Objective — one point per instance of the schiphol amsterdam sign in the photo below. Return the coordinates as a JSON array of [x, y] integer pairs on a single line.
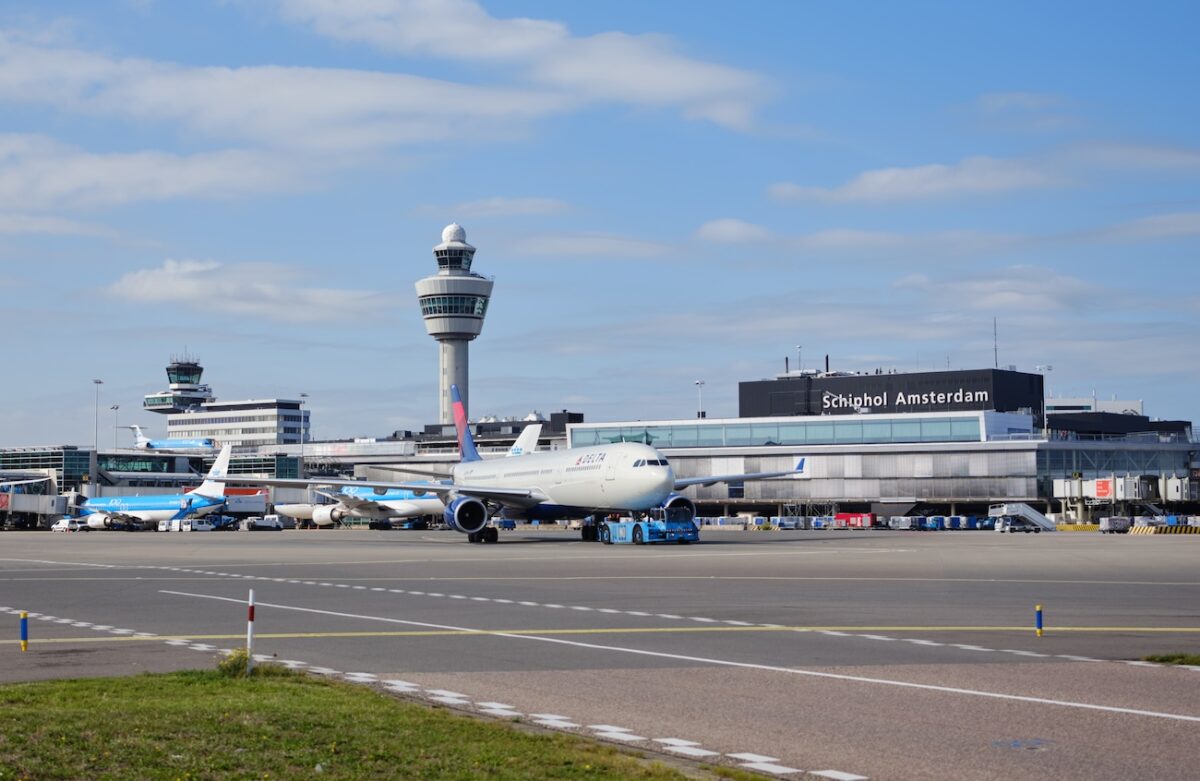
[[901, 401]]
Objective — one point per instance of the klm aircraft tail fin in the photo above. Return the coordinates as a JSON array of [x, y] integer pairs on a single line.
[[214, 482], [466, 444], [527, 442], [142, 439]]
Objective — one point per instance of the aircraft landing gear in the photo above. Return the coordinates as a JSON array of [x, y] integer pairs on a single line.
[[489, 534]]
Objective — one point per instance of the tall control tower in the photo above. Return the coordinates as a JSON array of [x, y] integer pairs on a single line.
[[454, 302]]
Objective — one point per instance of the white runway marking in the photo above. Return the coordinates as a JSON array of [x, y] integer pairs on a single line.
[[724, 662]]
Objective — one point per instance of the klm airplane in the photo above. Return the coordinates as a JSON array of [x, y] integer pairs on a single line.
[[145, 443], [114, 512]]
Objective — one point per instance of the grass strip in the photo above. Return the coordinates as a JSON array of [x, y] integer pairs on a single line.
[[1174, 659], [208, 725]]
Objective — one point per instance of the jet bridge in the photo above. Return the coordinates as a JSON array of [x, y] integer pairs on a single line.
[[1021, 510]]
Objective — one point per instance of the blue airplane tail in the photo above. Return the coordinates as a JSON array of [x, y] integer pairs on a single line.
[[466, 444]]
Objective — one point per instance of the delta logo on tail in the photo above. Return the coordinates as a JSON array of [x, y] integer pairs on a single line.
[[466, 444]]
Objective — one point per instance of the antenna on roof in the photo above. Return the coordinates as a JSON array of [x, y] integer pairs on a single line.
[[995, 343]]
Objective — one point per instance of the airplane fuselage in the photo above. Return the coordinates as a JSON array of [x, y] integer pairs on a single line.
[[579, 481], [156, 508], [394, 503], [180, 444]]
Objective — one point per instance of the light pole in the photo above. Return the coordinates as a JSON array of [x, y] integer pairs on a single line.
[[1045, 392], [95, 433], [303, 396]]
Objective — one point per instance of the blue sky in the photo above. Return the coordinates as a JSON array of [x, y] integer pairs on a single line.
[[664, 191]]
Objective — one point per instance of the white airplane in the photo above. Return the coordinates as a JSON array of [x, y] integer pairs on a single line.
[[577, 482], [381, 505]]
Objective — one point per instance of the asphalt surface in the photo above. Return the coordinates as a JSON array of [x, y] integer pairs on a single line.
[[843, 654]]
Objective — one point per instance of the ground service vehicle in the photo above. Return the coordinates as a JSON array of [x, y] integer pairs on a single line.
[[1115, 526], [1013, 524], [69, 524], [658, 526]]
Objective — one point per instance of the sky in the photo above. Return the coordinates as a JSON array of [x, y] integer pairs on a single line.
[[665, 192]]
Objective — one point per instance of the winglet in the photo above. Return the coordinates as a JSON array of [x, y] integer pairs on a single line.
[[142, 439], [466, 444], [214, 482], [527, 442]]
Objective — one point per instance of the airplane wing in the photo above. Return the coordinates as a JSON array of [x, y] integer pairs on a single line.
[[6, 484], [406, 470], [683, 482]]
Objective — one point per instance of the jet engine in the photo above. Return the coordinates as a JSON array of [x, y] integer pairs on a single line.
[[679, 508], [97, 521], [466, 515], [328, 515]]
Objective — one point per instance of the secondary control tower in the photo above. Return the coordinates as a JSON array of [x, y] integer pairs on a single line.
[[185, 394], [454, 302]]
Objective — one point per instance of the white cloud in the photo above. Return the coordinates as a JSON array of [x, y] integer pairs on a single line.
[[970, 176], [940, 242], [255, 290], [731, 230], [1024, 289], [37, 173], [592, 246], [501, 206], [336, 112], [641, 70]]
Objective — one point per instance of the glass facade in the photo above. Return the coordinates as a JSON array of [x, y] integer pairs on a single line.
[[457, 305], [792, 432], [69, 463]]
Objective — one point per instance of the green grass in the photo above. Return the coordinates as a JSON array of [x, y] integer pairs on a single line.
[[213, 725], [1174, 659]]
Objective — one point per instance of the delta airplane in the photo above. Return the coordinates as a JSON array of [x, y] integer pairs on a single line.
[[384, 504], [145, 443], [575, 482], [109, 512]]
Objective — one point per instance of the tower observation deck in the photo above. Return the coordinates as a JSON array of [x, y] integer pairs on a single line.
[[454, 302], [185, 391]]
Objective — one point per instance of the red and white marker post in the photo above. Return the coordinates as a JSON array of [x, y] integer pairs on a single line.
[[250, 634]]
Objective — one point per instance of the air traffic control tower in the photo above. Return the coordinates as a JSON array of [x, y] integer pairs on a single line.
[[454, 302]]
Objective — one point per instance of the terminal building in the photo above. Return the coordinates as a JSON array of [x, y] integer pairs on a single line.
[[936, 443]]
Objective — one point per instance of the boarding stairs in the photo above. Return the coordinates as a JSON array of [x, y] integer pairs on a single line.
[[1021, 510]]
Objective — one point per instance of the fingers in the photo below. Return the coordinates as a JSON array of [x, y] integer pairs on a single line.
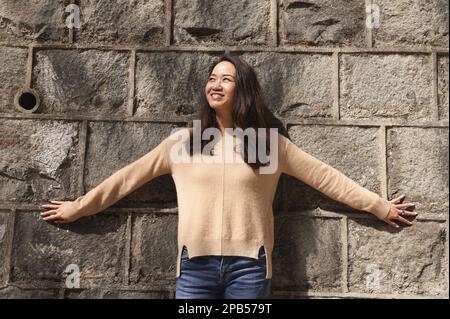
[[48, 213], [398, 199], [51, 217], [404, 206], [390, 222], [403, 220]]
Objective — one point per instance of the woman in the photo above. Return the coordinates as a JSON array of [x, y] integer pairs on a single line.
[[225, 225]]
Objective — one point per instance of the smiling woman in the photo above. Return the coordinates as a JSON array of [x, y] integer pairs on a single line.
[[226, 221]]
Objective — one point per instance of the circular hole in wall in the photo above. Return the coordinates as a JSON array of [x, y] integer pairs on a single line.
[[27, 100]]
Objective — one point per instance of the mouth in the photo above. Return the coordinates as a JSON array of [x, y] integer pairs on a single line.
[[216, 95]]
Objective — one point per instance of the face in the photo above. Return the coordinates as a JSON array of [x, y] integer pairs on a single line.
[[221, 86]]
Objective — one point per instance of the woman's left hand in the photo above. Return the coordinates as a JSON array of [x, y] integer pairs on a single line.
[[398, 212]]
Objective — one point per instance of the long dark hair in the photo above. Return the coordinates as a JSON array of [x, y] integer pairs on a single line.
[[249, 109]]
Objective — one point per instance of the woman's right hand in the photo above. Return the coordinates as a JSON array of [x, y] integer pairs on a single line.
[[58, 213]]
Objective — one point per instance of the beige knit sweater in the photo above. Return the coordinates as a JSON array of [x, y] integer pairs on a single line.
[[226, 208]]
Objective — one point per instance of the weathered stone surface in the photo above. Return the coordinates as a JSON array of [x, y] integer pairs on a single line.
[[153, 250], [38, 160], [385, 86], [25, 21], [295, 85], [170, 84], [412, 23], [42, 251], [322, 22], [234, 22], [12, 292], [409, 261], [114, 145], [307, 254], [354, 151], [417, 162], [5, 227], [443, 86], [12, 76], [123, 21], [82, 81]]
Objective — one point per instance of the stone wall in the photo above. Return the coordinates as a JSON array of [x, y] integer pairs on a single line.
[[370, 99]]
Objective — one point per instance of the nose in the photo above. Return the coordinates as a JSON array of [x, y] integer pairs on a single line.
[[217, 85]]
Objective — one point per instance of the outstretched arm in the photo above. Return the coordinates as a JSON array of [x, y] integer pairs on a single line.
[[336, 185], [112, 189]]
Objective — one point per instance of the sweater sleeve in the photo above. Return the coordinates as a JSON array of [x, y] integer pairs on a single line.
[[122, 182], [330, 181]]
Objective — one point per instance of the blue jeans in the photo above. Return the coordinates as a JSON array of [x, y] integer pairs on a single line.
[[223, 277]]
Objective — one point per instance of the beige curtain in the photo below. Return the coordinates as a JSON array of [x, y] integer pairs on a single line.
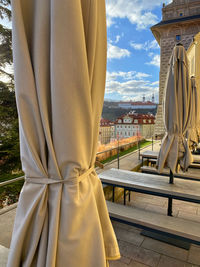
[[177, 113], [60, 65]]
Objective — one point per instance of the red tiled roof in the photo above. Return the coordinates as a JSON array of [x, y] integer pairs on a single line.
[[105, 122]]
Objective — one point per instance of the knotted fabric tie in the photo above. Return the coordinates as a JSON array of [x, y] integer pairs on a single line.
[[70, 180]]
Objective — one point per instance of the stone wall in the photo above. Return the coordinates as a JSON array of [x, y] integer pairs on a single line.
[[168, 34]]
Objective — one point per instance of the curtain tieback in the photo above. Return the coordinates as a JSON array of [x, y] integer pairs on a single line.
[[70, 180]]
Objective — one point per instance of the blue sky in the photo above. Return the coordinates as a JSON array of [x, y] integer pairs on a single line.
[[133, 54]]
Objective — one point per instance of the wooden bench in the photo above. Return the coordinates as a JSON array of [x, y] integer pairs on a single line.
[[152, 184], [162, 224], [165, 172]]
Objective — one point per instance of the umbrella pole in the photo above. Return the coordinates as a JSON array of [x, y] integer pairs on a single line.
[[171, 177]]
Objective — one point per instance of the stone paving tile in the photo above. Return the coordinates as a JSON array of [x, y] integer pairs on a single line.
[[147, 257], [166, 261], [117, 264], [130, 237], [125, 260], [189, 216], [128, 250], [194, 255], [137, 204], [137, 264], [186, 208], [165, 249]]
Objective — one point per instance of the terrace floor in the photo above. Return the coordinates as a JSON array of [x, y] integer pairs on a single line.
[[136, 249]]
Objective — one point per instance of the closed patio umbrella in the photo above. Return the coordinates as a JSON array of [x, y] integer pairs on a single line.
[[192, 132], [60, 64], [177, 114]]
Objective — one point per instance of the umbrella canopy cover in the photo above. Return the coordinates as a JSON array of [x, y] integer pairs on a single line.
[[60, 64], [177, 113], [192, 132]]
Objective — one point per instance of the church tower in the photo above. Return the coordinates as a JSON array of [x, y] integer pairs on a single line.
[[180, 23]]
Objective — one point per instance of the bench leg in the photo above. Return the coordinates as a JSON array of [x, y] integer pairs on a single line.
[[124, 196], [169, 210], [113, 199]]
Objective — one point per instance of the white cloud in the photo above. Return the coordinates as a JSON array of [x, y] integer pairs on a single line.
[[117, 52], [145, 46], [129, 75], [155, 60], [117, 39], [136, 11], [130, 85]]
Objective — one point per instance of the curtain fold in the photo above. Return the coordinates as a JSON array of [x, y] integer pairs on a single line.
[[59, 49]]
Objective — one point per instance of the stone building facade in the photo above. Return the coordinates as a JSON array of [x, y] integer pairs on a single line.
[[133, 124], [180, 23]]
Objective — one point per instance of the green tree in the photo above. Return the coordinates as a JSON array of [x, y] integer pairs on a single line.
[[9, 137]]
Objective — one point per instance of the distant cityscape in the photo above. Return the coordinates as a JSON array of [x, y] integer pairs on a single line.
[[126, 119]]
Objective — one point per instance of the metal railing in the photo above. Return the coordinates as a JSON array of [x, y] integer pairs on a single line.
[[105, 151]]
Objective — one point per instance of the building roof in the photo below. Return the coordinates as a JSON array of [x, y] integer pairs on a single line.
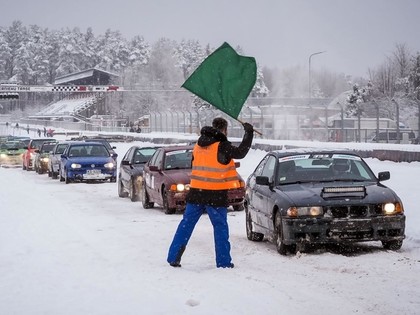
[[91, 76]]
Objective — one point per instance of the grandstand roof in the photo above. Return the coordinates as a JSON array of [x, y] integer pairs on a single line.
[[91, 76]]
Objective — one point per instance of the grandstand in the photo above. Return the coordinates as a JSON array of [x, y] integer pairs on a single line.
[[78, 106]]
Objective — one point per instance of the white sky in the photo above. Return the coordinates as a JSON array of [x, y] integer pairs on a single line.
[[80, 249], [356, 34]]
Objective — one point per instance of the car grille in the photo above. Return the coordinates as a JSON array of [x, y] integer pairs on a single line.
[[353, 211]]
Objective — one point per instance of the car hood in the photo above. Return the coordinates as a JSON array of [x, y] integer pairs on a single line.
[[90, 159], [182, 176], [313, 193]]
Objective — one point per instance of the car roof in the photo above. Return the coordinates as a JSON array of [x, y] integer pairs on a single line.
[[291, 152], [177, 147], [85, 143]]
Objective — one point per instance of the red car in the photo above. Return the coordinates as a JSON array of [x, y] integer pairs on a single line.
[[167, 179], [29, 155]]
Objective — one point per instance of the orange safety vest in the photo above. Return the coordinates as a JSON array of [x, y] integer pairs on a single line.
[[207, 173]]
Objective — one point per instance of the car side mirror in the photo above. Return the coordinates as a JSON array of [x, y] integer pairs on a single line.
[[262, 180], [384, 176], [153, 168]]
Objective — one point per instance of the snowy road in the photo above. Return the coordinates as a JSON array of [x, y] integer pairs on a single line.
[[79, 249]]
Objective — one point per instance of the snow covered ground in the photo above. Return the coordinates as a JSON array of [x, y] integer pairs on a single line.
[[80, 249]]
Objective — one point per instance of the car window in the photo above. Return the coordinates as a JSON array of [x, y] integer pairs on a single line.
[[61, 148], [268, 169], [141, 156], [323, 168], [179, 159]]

··········

## EXERCISE:
Switch "terrace floor" to "patio floor" in the part of the records that opens with the line containing "Objective — one point per instance of the terrace" and closes with the line containing "[[136, 249]]". Give back only those lines, with everything else left unchanged.

## ANSWER TO THE TASK:
Objective — one point per instance of the patio floor in the photo above. Return the coordinates as a JSON array of [x, y] integer pairs on a single line.
[[136, 249]]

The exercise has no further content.